작성 요청> 아래 데이터에서 "Where can the mown" 부분이 들어 있는 줄에서 시작하여 "(1365, 531)" 부분이 들어 있는 줄에서 멈추고, 두 줄을 모두 포함하여 한 줄마다 문자열 하나씩 담은 JSON 목록으로 정리하십시오. 빈 줄은 넣지 마십시오.

원본 자료>
%%

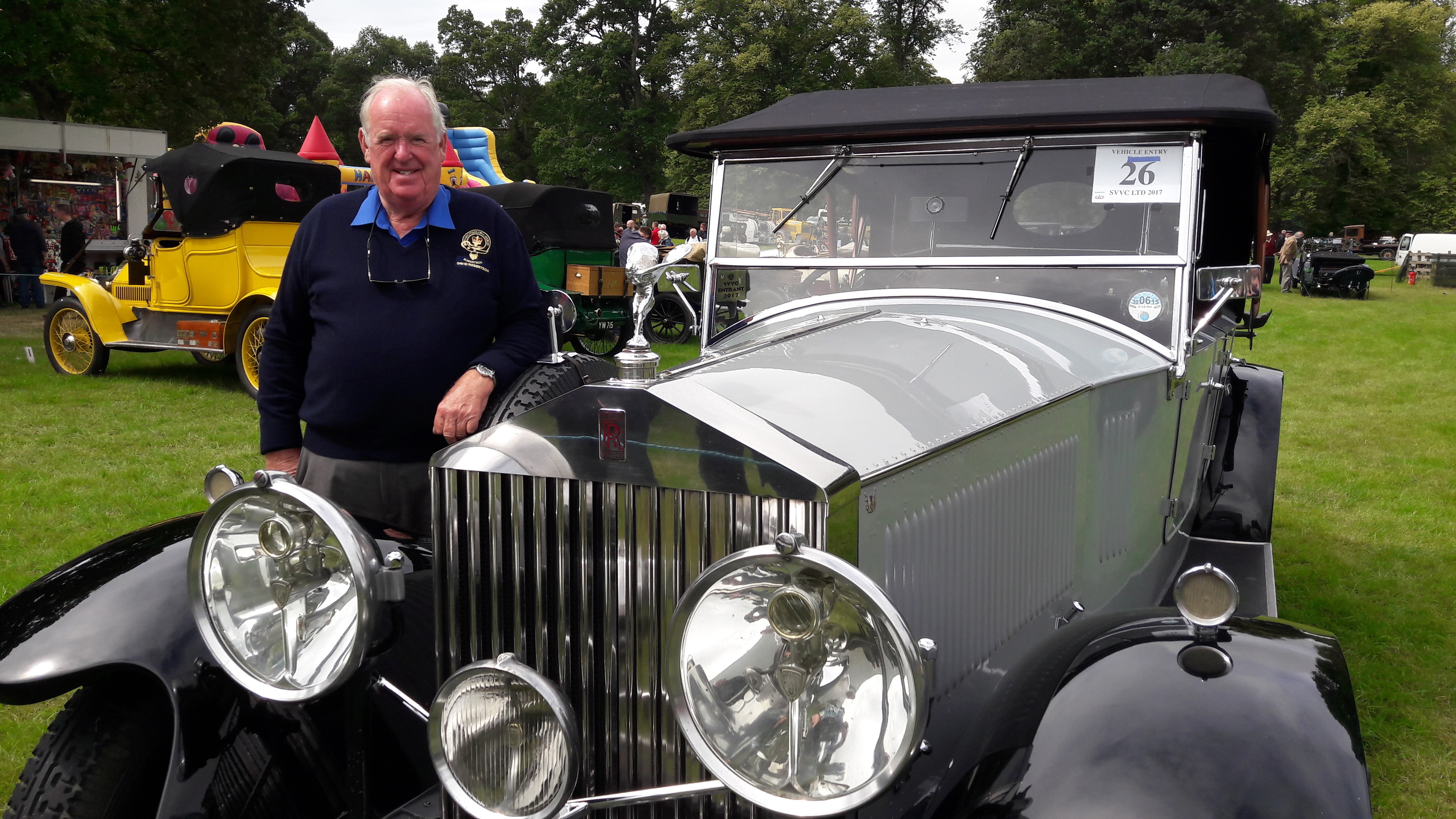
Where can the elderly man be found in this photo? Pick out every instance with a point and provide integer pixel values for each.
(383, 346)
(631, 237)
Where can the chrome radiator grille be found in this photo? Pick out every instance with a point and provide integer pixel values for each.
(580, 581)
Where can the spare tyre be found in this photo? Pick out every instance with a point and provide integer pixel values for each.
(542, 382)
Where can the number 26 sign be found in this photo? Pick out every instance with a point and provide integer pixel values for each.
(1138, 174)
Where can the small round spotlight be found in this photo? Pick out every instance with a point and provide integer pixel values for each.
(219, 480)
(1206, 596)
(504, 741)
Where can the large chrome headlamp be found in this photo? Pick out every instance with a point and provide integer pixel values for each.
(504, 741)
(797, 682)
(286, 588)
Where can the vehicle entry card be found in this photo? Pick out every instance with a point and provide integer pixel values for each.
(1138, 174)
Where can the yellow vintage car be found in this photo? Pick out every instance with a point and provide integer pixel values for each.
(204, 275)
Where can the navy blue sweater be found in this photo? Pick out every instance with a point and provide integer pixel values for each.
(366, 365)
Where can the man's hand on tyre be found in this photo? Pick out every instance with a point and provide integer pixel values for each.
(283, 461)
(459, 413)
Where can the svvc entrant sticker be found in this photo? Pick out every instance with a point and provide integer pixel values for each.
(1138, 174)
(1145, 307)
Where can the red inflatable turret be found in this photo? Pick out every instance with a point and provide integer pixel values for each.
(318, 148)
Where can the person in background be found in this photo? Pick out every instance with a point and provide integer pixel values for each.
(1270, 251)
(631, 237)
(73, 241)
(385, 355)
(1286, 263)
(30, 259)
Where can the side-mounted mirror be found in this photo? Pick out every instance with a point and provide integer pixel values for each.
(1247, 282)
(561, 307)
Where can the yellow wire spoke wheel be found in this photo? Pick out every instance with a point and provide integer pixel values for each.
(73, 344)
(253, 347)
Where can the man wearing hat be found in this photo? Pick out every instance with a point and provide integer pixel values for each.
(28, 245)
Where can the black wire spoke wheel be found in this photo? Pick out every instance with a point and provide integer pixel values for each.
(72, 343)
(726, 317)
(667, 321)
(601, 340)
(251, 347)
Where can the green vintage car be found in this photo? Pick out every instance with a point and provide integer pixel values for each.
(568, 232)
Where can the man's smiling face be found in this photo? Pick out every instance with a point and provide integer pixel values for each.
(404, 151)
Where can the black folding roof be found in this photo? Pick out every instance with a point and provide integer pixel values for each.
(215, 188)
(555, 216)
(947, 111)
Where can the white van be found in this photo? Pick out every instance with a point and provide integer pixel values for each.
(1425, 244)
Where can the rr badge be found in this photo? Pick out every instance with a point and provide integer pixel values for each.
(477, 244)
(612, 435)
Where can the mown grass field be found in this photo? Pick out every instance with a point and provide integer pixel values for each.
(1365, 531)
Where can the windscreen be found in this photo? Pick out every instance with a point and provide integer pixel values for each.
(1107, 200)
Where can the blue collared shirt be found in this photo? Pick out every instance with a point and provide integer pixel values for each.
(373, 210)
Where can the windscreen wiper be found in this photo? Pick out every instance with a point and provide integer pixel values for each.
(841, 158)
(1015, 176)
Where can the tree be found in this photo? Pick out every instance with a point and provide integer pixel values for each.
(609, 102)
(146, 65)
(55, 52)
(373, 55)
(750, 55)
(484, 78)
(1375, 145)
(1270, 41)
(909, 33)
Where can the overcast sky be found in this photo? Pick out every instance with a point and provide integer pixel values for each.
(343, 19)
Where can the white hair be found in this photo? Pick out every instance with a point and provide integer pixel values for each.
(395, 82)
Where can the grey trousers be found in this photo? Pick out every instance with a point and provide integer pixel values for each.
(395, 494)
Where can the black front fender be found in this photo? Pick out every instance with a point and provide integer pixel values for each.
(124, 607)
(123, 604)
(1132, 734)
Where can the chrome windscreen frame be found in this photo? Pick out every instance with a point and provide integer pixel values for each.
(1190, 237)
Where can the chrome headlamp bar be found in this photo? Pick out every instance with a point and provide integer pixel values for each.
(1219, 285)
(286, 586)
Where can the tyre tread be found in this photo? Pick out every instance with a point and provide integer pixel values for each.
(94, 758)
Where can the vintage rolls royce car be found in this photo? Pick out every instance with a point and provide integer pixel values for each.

%%
%%

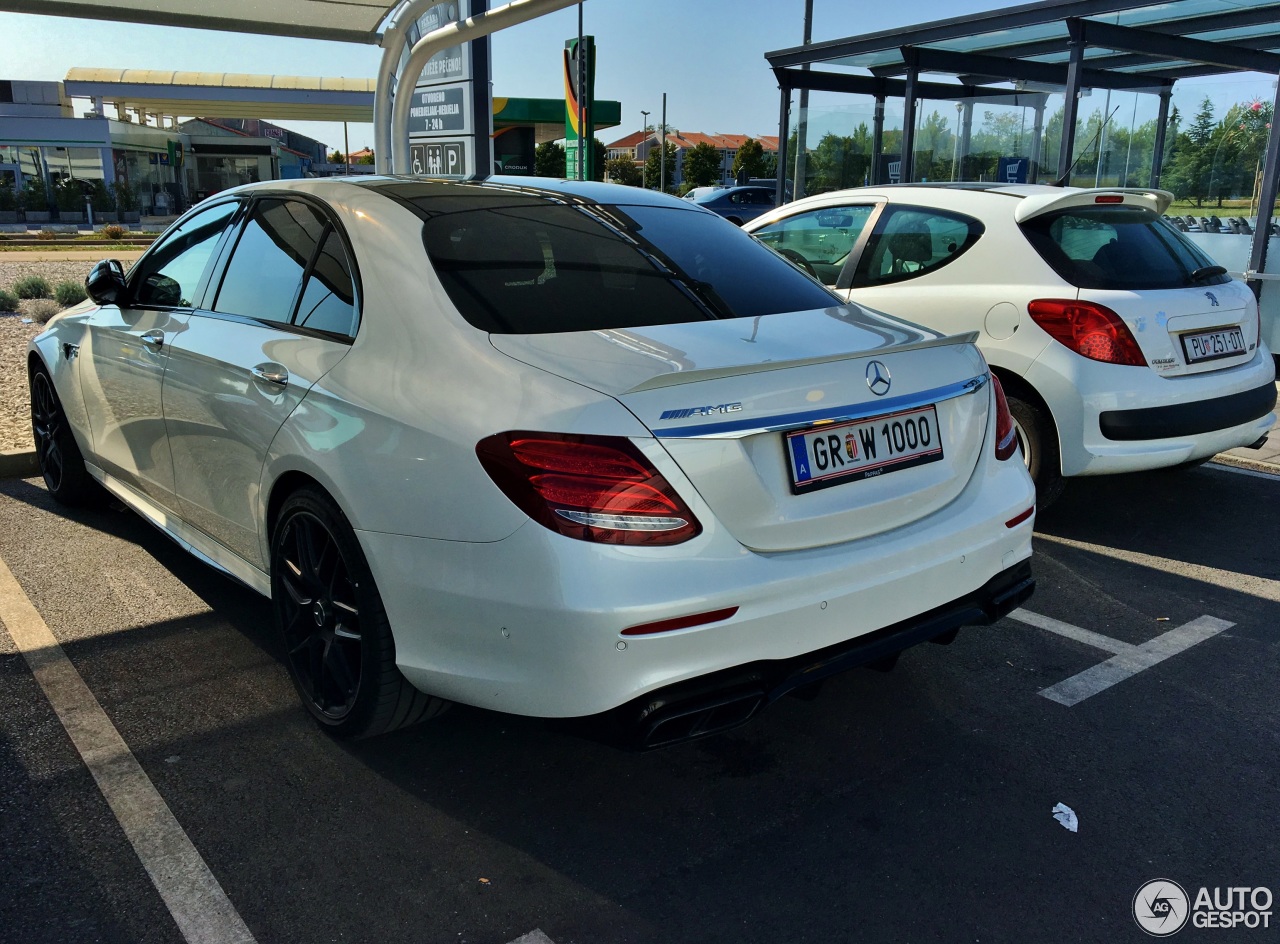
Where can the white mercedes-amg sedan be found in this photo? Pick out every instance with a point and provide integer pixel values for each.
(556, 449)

%%

아래 풀이>
[
  "Where can the mown grass field be found in this photo? Pick out every instance with a point and provide integer pixel values for each.",
  "(1365, 531)"
]